>> START Data for processing

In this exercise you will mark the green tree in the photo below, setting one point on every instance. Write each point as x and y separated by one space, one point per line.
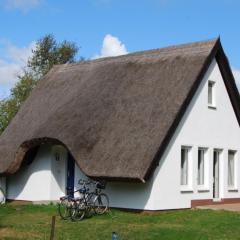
46 54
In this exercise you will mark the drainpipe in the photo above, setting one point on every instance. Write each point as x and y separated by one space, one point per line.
2 189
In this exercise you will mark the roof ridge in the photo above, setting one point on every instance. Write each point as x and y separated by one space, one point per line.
137 53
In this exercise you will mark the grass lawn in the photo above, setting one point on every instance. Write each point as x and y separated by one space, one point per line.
33 222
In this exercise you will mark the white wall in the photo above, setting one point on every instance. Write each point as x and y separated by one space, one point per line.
32 182
201 127
45 178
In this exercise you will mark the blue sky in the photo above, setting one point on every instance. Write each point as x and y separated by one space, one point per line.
139 25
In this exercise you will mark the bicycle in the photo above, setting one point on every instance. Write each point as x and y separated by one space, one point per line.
66 204
82 206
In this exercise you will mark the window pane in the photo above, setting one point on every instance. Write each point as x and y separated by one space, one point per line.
210 93
231 168
184 166
201 153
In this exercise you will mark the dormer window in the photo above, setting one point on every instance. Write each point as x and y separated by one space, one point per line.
211 94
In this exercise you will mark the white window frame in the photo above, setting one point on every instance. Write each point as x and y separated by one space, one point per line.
203 186
187 185
212 101
232 183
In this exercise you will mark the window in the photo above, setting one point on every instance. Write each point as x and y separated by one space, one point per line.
201 166
231 168
184 165
211 97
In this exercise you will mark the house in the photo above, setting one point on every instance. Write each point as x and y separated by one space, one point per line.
161 126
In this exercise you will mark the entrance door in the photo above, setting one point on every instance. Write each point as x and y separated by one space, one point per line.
216 154
70 174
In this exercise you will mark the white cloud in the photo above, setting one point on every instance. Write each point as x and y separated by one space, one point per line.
12 61
112 46
236 74
23 5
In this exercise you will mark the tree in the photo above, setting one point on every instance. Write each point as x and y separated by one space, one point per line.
46 54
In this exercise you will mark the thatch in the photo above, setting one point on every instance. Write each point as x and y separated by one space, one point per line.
114 115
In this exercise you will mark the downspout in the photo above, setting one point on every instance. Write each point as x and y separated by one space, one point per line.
3 188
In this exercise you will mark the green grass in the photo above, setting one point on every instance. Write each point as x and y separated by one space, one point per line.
33 222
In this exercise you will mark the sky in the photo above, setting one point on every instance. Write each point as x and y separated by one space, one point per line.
103 28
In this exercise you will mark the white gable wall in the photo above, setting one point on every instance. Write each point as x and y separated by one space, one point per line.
32 183
200 127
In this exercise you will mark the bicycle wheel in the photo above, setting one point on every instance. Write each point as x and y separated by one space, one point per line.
101 204
64 208
78 211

>> END Data for processing

§ **Task instructions**
Leave out the pictures and repeat everything else in the records exactly.

§ **Solution**
In this exercise you will mark the green tree in the photo below, setting one point on every instance. Write each point as x and y separated by one space, one point per line.
46 54
In this exercise you will mark the drainpipe in the photo above, setting one point on every instance. Write each point as x and y separated by one space, one point per line.
2 189
In this exercise you will mark the roof ridge in the photo above, setting one point on every instance. Write each point as x and y separated by one space, one point per line.
137 53
In this exercise you will mark the grass lawn in the photo above, setting one point on every instance. Write each point as x and y separated by one space, one point per line.
33 222
In this exercise you will mark the white wall in the photo above, setting one point on every instance. Write each point as x and y separated by one space, one point per line.
32 182
201 127
45 178
In this exercise you will mark the blue sky in the photo above, setting one point on every instance. Write each point as x and y separated by one space, one point per line.
139 25
In this exercise you will mark the bicycle in the photo above, setting one point on every instance. Write each point as x and y separated by one space, one point per line.
66 204
82 206
In this exercise you will mark the window pane in the photo above, setting one point on every instance. Write each point as x and y separated by one space, one point per line.
210 93
231 168
184 166
201 153
In this exercise you will mark the dormer window in the photo above, setting one point on every instance. Write each point as x and y separated by one space, one point per line.
211 94
In this exercise you will mark the white window frame in the photo above, setting one point on every instance. Write each point as x and y separated by one space, one point per line.
203 186
187 185
212 101
232 183
In this exercise you will mark the window in the photo above, setting one point on every instance. Write each point as x and y separated by one space, one point per line.
201 166
231 168
184 165
211 97
In this exercise you will mark the house in the photo above, setting one point on every instance. Write each point as x and y separated by one space, one point per line.
161 126
In this exercise you will mark the entrance door in the photo above, setting one point on every instance. Write each point as x and y separated by one space, one point per line.
216 154
70 174
In this exercise you will mark the white cloud in the photo above, setting one point on every instance. Write each point as x and y separated by one space, one point per line.
12 61
112 46
236 74
23 5
In this exercise you will mark the tree in the photo above, setting one point on every instance. Write each point as x and y separated by one space, one point per line.
46 54
In this exercise you will mark the thatch in the photo above, setting one point on every instance. Write each point as x and y separated by one space, one point per line.
114 115
In this exercise you will mark the downspout in the photo above, setting one point on every instance. Write each point as x and y separated by one space, one point per line.
3 188
In this exercise you will mark the green grass in the photo above, setting one point on every instance. Write each point as x and y separated by one space, one point per line.
33 222
In this exercise you will mark the sky in the photo above, setting one point on every instance. Write each point as x and y separated by one space, one point per line.
103 28
In this exercise you will mark the white gable wall in the photo above, setting one point on every instance. Write each point as x and y separated by one space, one point per line.
32 183
200 127
In this exercise you will mark the bicycle wheel in the photo above, setting one point on every instance. Write each point as x and y separated by one space, one point per line.
101 204
64 208
78 211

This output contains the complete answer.